▶ **Given request**
Give only the lines from the one containing "written like (267,256)." through the end of the material below, exactly as written.
---- Records shown
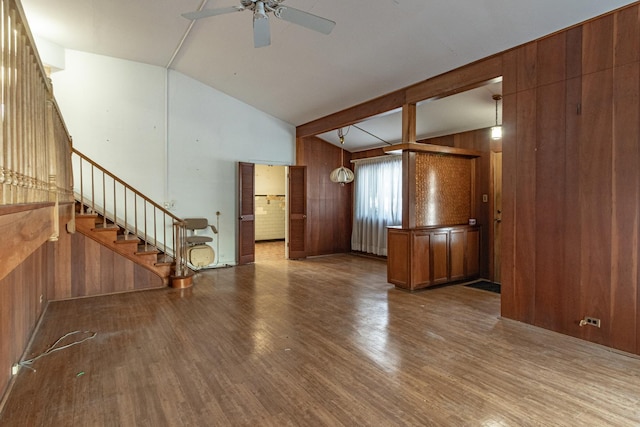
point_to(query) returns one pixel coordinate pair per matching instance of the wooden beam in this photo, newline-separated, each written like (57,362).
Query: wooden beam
(409,122)
(459,80)
(430,148)
(352,115)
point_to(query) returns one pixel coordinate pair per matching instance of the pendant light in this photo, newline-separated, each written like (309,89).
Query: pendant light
(341,175)
(496,131)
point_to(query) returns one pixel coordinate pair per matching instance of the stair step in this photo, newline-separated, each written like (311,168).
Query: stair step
(107,227)
(165,259)
(127,238)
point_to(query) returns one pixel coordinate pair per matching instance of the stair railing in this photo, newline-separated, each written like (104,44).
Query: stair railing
(120,205)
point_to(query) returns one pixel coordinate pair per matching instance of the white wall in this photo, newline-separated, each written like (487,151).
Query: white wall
(169,136)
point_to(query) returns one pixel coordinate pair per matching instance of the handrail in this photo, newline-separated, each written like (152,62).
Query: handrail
(124,206)
(35,147)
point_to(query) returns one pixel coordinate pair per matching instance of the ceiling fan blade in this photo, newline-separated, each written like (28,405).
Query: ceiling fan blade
(305,19)
(205,13)
(261,32)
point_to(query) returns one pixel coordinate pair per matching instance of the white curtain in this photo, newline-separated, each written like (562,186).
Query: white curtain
(377,204)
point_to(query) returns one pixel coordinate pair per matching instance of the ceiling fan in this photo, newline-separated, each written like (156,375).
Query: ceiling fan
(261,33)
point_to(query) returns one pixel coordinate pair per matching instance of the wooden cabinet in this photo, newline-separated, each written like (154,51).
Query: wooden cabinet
(422,257)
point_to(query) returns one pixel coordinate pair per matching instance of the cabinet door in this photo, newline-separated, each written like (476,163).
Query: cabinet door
(398,258)
(420,262)
(457,254)
(439,257)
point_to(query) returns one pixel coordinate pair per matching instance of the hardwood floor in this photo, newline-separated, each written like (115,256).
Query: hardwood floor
(324,341)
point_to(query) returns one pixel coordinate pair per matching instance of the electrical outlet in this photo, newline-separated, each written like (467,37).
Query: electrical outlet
(592,321)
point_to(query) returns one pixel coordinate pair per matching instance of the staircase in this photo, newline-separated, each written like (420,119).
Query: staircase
(127,245)
(117,216)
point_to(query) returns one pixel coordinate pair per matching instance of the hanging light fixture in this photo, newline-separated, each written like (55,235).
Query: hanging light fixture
(496,131)
(341,175)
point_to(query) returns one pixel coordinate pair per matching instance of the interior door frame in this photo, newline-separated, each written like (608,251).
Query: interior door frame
(496,217)
(246,214)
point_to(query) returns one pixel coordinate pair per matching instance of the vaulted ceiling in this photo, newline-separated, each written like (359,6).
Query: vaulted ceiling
(375,48)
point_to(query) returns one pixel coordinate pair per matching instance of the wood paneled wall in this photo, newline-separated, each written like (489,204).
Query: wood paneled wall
(329,205)
(571,181)
(20,307)
(25,290)
(478,140)
(97,270)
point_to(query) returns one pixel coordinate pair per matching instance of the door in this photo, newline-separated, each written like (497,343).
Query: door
(246,212)
(496,167)
(297,212)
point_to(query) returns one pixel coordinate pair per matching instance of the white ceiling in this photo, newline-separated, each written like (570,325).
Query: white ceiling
(376,47)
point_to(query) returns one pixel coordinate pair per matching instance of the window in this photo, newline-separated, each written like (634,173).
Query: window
(377,204)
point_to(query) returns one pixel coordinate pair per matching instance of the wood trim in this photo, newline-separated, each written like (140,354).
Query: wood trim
(409,123)
(23,232)
(462,79)
(352,115)
(431,148)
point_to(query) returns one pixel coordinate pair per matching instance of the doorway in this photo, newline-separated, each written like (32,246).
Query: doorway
(270,212)
(496,168)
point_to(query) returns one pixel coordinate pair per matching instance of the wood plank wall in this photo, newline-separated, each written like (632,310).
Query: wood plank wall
(25,292)
(72,266)
(329,205)
(20,307)
(571,180)
(478,140)
(97,270)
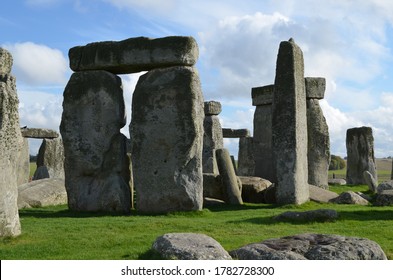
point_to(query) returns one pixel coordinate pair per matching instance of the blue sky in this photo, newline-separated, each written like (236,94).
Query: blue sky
(349,42)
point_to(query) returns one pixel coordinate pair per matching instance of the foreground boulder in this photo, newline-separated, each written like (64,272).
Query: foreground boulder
(310,246)
(40,193)
(189,246)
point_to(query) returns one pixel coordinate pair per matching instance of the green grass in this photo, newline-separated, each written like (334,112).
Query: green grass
(57,233)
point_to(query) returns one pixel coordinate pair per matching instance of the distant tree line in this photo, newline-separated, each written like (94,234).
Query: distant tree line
(336,163)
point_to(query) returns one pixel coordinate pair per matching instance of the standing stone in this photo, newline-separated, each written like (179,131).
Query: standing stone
(289,122)
(230,182)
(11,142)
(245,158)
(262,98)
(212,137)
(360,154)
(318,134)
(51,155)
(167,137)
(96,165)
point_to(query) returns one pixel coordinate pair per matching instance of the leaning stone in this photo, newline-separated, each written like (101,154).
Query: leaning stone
(360,154)
(189,246)
(289,122)
(39,133)
(135,54)
(262,95)
(315,87)
(5,62)
(319,215)
(212,108)
(312,246)
(321,195)
(11,144)
(384,198)
(167,137)
(232,188)
(41,193)
(349,197)
(253,189)
(235,133)
(388,185)
(370,181)
(96,164)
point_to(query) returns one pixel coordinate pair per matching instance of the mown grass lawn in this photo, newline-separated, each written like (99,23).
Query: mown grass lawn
(57,233)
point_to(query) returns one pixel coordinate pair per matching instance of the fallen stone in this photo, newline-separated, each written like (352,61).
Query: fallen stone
(384,198)
(388,185)
(41,193)
(189,246)
(167,140)
(337,181)
(253,189)
(135,54)
(370,181)
(321,195)
(212,108)
(39,133)
(319,215)
(311,246)
(235,133)
(349,197)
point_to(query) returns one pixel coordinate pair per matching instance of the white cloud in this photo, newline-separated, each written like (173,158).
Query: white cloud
(36,64)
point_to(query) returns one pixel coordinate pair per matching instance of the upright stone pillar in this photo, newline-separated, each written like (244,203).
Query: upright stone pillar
(167,137)
(318,134)
(360,154)
(262,98)
(212,137)
(96,164)
(289,123)
(11,143)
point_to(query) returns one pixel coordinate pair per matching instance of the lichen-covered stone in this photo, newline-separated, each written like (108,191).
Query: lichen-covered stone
(167,136)
(135,54)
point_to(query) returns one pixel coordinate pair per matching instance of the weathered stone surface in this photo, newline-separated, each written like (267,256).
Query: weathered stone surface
(39,133)
(189,246)
(135,54)
(253,189)
(318,155)
(41,193)
(245,157)
(370,181)
(319,215)
(349,197)
(312,247)
(212,140)
(51,155)
(212,108)
(167,137)
(235,133)
(262,142)
(23,169)
(96,165)
(337,181)
(5,62)
(11,144)
(41,173)
(315,87)
(321,195)
(384,198)
(388,185)
(360,154)
(262,95)
(232,186)
(289,123)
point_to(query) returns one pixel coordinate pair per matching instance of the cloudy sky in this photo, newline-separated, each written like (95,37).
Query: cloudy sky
(349,42)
--------
▶ **Worked answer**
point_to(query) returns one pixel coordinate pair per matching instance of the weathered stone surface in this photo, newline-separated, each written like (267,256).
Query: weathered stone surface
(39,133)
(189,246)
(135,54)
(253,189)
(318,155)
(41,193)
(245,157)
(370,181)
(319,215)
(349,197)
(312,247)
(212,140)
(51,155)
(212,108)
(167,137)
(235,133)
(262,142)
(23,169)
(96,165)
(337,181)
(5,62)
(11,144)
(41,173)
(315,87)
(321,195)
(384,198)
(388,185)
(360,154)
(262,95)
(232,186)
(289,123)
point_to(query) returns one pixel coordinate pair per matching instance of the cloudy sky in this photo, newline-separated, each written like (95,37).
Query: cloudy sky
(349,42)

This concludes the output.